(Your objective): Transcribe, word for word and with nothing extra, the line containing "the police pickup" and each line that comes after it in the entries.

Top of Records for the task

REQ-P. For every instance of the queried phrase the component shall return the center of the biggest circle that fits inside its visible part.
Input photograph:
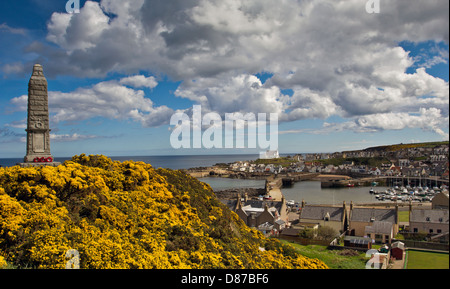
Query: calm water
(220, 184)
(170, 162)
(311, 192)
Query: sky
(339, 78)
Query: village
(385, 231)
(424, 162)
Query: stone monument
(38, 128)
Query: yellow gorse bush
(126, 215)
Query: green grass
(333, 258)
(427, 260)
(403, 216)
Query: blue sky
(338, 77)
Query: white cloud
(139, 81)
(70, 137)
(338, 60)
(109, 99)
(7, 28)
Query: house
(381, 232)
(255, 213)
(268, 155)
(334, 217)
(440, 201)
(397, 250)
(375, 171)
(357, 242)
(432, 222)
(379, 224)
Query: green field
(427, 260)
(335, 259)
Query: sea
(168, 162)
(310, 192)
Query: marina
(313, 193)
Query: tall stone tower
(38, 131)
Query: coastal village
(414, 215)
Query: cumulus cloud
(337, 59)
(70, 137)
(108, 99)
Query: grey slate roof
(319, 213)
(429, 216)
(379, 228)
(370, 214)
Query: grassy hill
(126, 215)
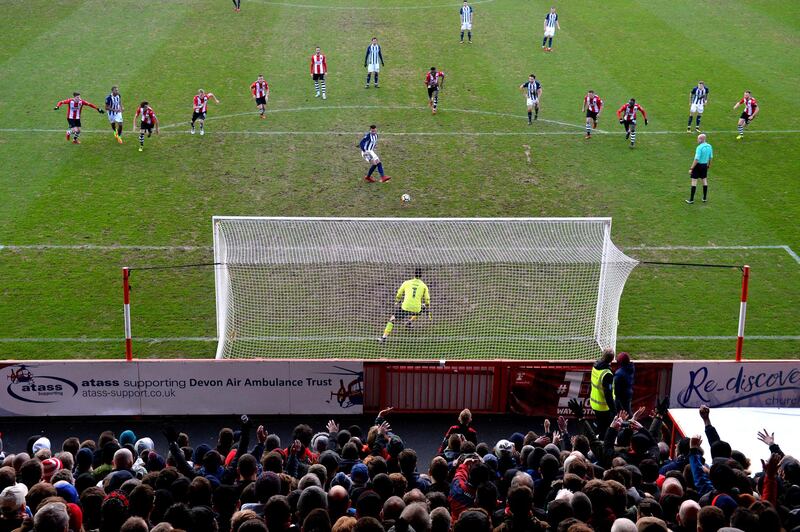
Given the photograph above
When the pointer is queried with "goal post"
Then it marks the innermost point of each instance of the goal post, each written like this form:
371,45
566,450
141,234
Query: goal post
500,288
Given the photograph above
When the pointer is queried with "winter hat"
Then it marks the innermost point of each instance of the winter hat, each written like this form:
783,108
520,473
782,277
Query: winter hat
142,444
49,468
66,491
15,493
359,474
75,516
127,436
340,479
504,446
518,440
395,446
41,443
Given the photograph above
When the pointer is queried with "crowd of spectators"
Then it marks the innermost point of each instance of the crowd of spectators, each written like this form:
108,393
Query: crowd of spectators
348,479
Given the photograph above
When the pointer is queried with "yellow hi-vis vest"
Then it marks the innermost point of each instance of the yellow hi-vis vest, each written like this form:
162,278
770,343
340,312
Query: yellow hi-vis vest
597,399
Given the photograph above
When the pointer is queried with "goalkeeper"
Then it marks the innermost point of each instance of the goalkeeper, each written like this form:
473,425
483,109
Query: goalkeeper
416,299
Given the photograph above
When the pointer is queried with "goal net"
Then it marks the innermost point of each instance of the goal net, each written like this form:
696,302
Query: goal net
500,288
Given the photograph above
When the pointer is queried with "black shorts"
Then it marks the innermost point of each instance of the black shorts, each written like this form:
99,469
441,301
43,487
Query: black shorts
700,171
404,314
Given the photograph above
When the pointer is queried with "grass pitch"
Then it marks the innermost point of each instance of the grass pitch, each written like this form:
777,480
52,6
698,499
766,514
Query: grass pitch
469,160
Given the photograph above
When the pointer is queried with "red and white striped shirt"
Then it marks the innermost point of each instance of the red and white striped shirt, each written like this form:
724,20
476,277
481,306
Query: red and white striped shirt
750,105
593,103
319,65
628,112
148,115
74,108
432,80
201,103
259,88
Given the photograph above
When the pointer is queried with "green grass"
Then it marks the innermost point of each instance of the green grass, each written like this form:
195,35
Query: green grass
100,193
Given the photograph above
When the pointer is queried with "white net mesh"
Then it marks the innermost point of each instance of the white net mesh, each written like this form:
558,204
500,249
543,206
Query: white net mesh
522,288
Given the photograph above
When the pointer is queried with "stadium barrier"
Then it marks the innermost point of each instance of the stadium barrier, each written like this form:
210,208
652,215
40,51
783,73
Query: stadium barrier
211,387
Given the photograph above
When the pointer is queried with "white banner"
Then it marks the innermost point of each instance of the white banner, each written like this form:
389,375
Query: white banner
762,384
180,387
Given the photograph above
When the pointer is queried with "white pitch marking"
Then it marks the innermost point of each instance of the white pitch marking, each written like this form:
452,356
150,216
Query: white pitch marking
85,340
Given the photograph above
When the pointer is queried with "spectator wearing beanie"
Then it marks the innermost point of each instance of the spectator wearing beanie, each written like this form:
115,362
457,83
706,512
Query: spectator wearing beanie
623,383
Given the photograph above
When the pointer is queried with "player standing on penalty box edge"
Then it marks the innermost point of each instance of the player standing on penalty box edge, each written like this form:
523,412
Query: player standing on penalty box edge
199,109
533,92
114,110
467,13
148,119
416,299
434,81
260,90
627,117
698,98
373,61
749,112
319,67
593,105
74,106
550,25
368,145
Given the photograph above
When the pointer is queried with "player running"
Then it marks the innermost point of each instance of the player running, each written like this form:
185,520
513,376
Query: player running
373,61
467,13
749,113
550,25
114,110
593,105
200,106
627,117
319,67
416,299
367,145
147,121
533,92
260,90
74,107
434,81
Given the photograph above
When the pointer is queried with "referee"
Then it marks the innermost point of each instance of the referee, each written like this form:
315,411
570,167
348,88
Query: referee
699,169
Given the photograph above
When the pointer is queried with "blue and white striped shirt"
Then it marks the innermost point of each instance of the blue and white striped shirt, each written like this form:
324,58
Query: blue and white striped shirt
114,103
369,141
699,95
466,14
374,56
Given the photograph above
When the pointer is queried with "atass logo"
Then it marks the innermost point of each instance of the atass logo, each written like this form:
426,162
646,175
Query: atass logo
24,386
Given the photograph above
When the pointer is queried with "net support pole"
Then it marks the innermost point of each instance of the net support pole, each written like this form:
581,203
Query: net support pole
126,311
742,312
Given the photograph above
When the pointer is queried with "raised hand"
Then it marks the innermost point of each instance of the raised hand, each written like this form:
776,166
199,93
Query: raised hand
766,437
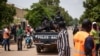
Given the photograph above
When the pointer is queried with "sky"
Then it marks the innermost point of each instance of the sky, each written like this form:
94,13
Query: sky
74,7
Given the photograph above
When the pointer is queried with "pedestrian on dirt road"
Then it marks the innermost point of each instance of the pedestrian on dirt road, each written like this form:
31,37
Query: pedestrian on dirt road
83,43
95,33
6,39
63,41
19,34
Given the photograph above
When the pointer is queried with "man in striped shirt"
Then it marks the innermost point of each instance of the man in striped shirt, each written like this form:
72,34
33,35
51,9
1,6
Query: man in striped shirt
63,41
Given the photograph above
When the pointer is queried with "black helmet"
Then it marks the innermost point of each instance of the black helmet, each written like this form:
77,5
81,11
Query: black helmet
86,24
62,24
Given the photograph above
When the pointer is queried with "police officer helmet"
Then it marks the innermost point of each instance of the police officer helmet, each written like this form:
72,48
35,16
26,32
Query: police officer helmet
62,24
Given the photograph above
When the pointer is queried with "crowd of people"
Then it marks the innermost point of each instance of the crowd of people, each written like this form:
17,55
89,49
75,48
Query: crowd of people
86,40
17,33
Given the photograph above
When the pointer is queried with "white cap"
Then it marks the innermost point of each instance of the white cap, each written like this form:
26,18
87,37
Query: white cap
94,23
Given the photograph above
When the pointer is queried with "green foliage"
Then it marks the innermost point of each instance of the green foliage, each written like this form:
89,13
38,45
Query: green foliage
6,13
45,8
92,11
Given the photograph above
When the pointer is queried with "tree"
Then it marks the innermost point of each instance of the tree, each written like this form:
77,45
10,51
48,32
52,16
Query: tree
92,11
46,8
6,13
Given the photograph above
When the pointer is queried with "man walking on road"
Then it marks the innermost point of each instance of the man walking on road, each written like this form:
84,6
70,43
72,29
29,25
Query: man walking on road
83,42
63,41
95,33
6,39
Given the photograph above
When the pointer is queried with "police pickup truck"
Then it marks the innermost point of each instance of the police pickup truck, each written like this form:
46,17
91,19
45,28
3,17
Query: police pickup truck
45,41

Bottom of Records for the task

(Solution to the exercise):
Then it marks the innermost point of each instance of the police pickup truck, each written like this form:
46,17
91,19
45,28
3,17
Query: police pickup truck
45,41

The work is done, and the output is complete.